DESCRIPTION OF THE TASK » Starting at the line containing "Please locate the tree." and ending at the line containing "[320,0,633,395]", lay out those lines from the entries below as a numbered list, leaving out any blank lines.

━━ PROVIDED DATA ━━

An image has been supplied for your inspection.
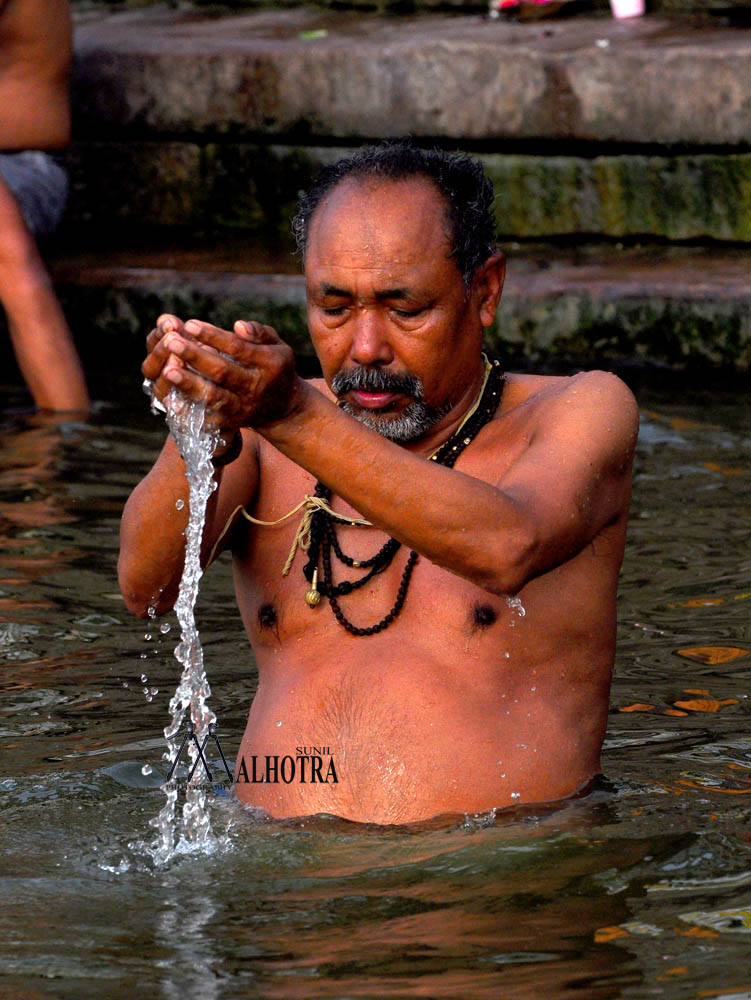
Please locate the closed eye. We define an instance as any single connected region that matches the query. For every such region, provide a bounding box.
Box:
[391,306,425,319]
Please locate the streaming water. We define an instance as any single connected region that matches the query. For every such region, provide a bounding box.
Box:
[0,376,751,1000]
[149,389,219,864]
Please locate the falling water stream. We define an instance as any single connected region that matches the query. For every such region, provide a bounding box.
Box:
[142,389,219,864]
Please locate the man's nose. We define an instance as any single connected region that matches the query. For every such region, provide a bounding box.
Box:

━━━
━━ PROVIDED DATA ━━

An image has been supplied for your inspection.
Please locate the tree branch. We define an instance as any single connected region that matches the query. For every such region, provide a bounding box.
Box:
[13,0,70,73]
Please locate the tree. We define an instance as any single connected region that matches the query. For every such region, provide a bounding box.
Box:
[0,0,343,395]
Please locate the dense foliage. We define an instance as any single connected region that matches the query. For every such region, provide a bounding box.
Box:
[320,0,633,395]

━━━

FINAL RESULT »
1. Please locate the tree. We define an instance as any single connected region that matches the query. For every such region, provide a bounding box.
2. Box:
3. [0,0,343,395]
4. Please locate the dense foliage. We define an instance as any single connected region that matches the query. For every such region, provide a bounding box.
5. Box:
6. [320,0,633,395]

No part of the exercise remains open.